▶ Material provided:

**********

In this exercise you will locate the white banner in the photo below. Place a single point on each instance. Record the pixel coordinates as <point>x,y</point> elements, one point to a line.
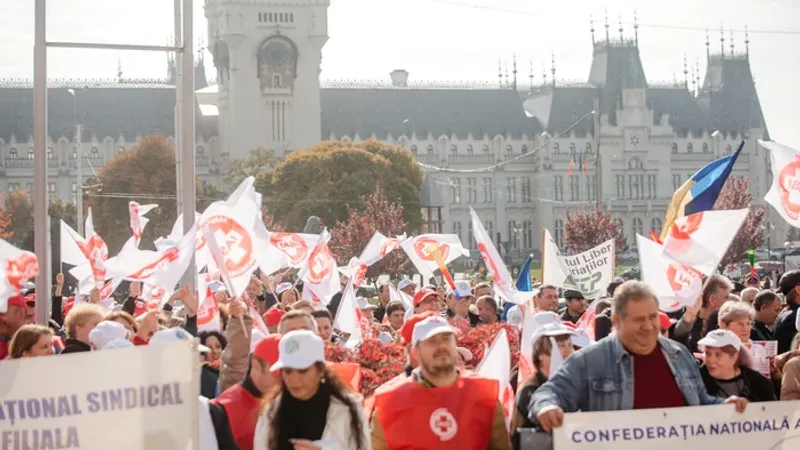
<point>138,398</point>
<point>589,272</point>
<point>767,426</point>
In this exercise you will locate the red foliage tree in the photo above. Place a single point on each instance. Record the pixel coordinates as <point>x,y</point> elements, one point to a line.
<point>586,229</point>
<point>734,195</point>
<point>374,213</point>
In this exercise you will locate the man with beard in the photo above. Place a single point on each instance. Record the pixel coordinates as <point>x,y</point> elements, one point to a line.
<point>437,403</point>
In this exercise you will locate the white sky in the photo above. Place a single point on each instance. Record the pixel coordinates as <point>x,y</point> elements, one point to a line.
<point>440,41</point>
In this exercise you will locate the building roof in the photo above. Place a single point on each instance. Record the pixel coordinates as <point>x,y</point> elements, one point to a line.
<point>350,111</point>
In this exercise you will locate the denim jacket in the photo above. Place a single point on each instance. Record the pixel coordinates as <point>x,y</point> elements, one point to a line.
<point>600,378</point>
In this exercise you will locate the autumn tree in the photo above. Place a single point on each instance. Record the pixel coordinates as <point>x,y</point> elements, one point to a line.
<point>146,174</point>
<point>374,212</point>
<point>586,229</point>
<point>323,180</point>
<point>734,195</point>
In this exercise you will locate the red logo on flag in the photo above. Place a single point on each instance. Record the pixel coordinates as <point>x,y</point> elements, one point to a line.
<point>291,244</point>
<point>424,248</point>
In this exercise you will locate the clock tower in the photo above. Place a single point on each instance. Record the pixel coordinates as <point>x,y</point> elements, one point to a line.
<point>267,54</point>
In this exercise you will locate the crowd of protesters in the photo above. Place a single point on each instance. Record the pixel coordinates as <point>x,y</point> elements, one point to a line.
<point>277,391</point>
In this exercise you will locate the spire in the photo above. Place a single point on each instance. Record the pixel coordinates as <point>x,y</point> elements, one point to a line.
<point>685,73</point>
<point>746,43</point>
<point>514,71</point>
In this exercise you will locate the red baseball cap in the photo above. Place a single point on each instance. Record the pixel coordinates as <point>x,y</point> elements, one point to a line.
<point>407,330</point>
<point>422,294</point>
<point>663,321</point>
<point>267,349</point>
<point>273,317</point>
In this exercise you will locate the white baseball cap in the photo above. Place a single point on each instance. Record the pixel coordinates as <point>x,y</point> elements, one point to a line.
<point>463,289</point>
<point>721,338</point>
<point>363,303</point>
<point>404,284</point>
<point>117,343</point>
<point>428,328</point>
<point>174,335</point>
<point>106,332</point>
<point>299,349</point>
<point>551,330</point>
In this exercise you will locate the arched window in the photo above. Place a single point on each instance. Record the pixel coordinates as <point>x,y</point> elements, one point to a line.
<point>637,226</point>
<point>656,225</point>
<point>558,233</point>
<point>457,229</point>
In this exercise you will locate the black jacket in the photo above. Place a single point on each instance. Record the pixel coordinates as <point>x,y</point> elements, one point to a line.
<point>785,329</point>
<point>757,388</point>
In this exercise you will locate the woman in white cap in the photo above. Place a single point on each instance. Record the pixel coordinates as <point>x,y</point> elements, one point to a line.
<point>312,409</point>
<point>550,335</point>
<point>727,369</point>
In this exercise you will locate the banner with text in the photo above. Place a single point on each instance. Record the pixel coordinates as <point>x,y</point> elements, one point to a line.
<point>589,272</point>
<point>127,399</point>
<point>767,426</point>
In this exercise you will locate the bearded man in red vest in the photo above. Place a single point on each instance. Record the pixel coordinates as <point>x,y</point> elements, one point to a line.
<point>234,413</point>
<point>437,406</point>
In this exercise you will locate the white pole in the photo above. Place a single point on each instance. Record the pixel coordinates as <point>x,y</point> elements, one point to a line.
<point>79,184</point>
<point>187,115</point>
<point>41,221</point>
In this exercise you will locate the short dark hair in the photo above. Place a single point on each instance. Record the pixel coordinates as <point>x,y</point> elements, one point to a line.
<point>764,299</point>
<point>394,307</point>
<point>322,313</point>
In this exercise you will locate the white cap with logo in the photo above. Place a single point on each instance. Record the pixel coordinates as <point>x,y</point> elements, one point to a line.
<point>721,338</point>
<point>299,349</point>
<point>430,327</point>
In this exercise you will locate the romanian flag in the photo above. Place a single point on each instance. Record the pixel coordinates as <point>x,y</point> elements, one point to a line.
<point>700,192</point>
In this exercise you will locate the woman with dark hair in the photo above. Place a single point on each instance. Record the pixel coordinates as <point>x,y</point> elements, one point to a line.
<point>209,378</point>
<point>311,409</point>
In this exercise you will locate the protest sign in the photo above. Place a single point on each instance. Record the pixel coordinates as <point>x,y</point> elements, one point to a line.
<point>127,399</point>
<point>768,426</point>
<point>589,272</point>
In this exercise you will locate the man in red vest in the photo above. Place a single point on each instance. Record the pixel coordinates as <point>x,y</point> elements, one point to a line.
<point>235,411</point>
<point>437,406</point>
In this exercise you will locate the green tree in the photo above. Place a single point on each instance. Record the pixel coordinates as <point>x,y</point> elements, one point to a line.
<point>324,179</point>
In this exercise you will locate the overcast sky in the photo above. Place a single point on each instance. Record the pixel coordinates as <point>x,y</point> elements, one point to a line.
<point>446,40</point>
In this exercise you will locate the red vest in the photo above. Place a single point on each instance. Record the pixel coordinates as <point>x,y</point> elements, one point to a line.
<point>242,409</point>
<point>457,417</point>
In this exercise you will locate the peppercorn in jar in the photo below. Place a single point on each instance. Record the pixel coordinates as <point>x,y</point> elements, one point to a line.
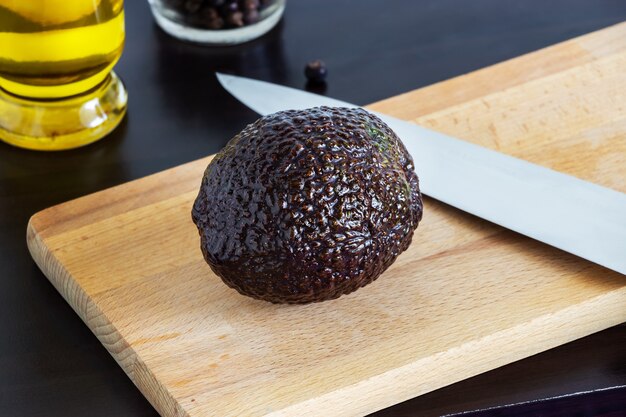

**********

Write out the full listing above as a numbered list, skipping any blank lines and leaving the pictures out.

▶ Worked answer:
1. In this exercise you will locate the white banner in the photo below. Place a single point on each instance. Record the pixel coordinates as <point>x,y</point> elements, one point to a line.
2. <point>138,398</point>
3. <point>589,272</point>
4. <point>767,426</point>
5. In this exercise you will locate the red foliage tree in the photo above. Place a single point on each instance. Record the pixel coordinates as <point>x,y</point> elements, one point to a line.
6. <point>586,229</point>
7. <point>734,195</point>
8. <point>374,213</point>
9. In this exercise you will locate the man with beard in the photo above. Place a single point on each instance. Record the pixel coordinates as <point>x,y</point> elements, one point to a line.
10. <point>437,403</point>
11. In this exercise you will locate the white sky in the photo above. Place a single point on each instance. Record the pixel coordinates as <point>x,y</point> elements, one point to a line.
12. <point>440,41</point>
13. In this exercise you will locate the building roof in the photo above. Place a single point on each instance. Record the pixel coordinates as <point>x,y</point> elements, one point to a line.
14. <point>350,111</point>
15. In this exercise you will locate the denim jacket in the photo above. Place a single point on each instance. Record the pixel coordinates as <point>x,y</point> elements, one point to a line.
16. <point>600,378</point>
17. In this exercise you will locate the autumn tree in the photo above. Place a single point on each instance. Record the pixel coordinates as <point>x,y</point> elements, one point to a line.
18. <point>146,174</point>
19. <point>374,212</point>
20. <point>586,229</point>
21. <point>323,180</point>
22. <point>734,195</point>
23. In this exercise you will locate the red logo on flag in the photo above. Place a single point on each instance. Record the pixel coordinates as <point>x,y</point> elements, one point to a line.
24. <point>291,244</point>
25. <point>424,248</point>
26. In this exercise you will locate the clock tower in the photo above. Place a single point on each instance. Record the pixel coordinates as <point>x,y</point> elements, one point to a line.
27. <point>267,54</point>
28. In this exercise you will locate the crowd of protesters in the photo above. Place a single point on each instance. Record the pixel coordinates as <point>x,y</point> elements, one point to a line.
29. <point>277,391</point>
30. In this exercise you will locate the spire in the photo above. Place a single point on each instance. Record the pixel coordinates as <point>x,y</point> elements, one point to a line.
31. <point>685,73</point>
32. <point>746,43</point>
33. <point>514,71</point>
34. In this exercise you will locate the red baseball cap in the photo above. Place a single point on each instance. Record the pixel coordinates as <point>x,y</point> elements, one point to a line.
35. <point>407,330</point>
36. <point>422,294</point>
37. <point>663,321</point>
38. <point>267,349</point>
39. <point>273,317</point>
40. In this exercise you will locate the white baseball cap in the photo above. Place a single point on each instance. Record the pixel coordinates as <point>x,y</point> elements, one point to a line.
41. <point>463,289</point>
42. <point>721,338</point>
43. <point>363,303</point>
44. <point>404,284</point>
45. <point>117,343</point>
46. <point>428,328</point>
47. <point>174,335</point>
48. <point>106,332</point>
49. <point>299,349</point>
50. <point>551,330</point>
51. In this exercise you will locate the arched window in the photo above. Place a single point on each instance. Record the pixel coordinates as <point>x,y</point> elements, one point to a line.
52. <point>637,226</point>
53. <point>656,225</point>
54. <point>558,233</point>
55. <point>457,229</point>
56. In this exercise you will locate the black jacket in the photo above. Place a single point on each instance. Record the pixel coordinates as <point>x,y</point> elements, one point to a line.
57. <point>785,329</point>
58. <point>757,388</point>
59. In this exercise you will locate the woman in white cap in the photo above. Place a single point on each instance. Record the pixel coordinates as <point>x,y</point> elements, one point to a line.
60. <point>312,409</point>
61. <point>550,335</point>
62. <point>727,369</point>
63. In this exercise you will locate the banner with text in the photo above. Place a single point on each instance. Record the pixel coordinates as <point>x,y</point> elements, one point to a line.
64. <point>589,272</point>
65. <point>127,399</point>
66. <point>767,426</point>
67. In this exercise you will locate the bearded man in red vest in the photo above. Place a single point on each instance. Record the pixel coordinates as <point>x,y</point> elements, one point to a line.
68. <point>234,413</point>
69. <point>437,406</point>
70. In this exercise you will locate the white pole in the photo above. Place a single point on each instance. Record the pixel coordinates as <point>x,y</point> elements, one point to a line.
71. <point>79,184</point>
72. <point>187,115</point>
73. <point>41,221</point>
74. In this exercise you will locate the short dark hair in the photo above. Place a single point on each instance. Record the pixel coordinates as <point>x,y</point> elements, one point to a line.
75. <point>764,299</point>
76. <point>394,307</point>
77. <point>322,313</point>
78. In this exercise you will locate the white cap with logo in the photo above. Place a single point on each instance. Record the pixel coordinates as <point>x,y</point> elements, one point to a line.
79. <point>721,338</point>
80. <point>299,349</point>
81. <point>430,327</point>
82. In this exercise you will locate the romanian flag in the photo above. Place a single point on each instance. Record the pixel coordinates as <point>x,y</point> elements, one point to a line.
83. <point>700,192</point>
84. In this exercise you will locate the woman with dark hair in the photo above. Place a single point on each instance. Record the pixel coordinates as <point>x,y</point> elements, one point to a line.
85. <point>209,378</point>
86. <point>311,409</point>
87. In this exercise you will locate the protest sign in the photo above. Place a single point on each instance. Record the pixel coordinates as <point>x,y</point> elements, one point to a line.
88. <point>127,399</point>
89. <point>768,426</point>
90. <point>589,272</point>
91. In this exercise you will locate the man in red vest in the photo above. Place a single point on each instance. Record the pixel coordinates as <point>x,y</point> elements, one point to a line.
92. <point>235,411</point>
93. <point>437,406</point>
94. In this exercise you will locate the green tree in the photo above. Place a single point on each instance. Record the pixel coordinates as <point>x,y</point> elements, one point to a line.
95. <point>324,179</point>
96. In this exercise you will locate the overcast sky in the photo above. Place a single point on each instance. Record the pixel coordinates as <point>x,y</point> elements, one point to a line.
97. <point>446,40</point>
98. In this exercise you will locate the red vest in the photo above. Place a single point on each instance. Record the pixel coordinates as <point>x,y</point> elements, one point to a line.
99. <point>242,409</point>
100. <point>457,417</point>
101. In this exercise you will locate the peppercorn in jar in the photo below. Place a single point on each instance. Record the pixel coordinates as <point>x,y</point> elements, one point to a line.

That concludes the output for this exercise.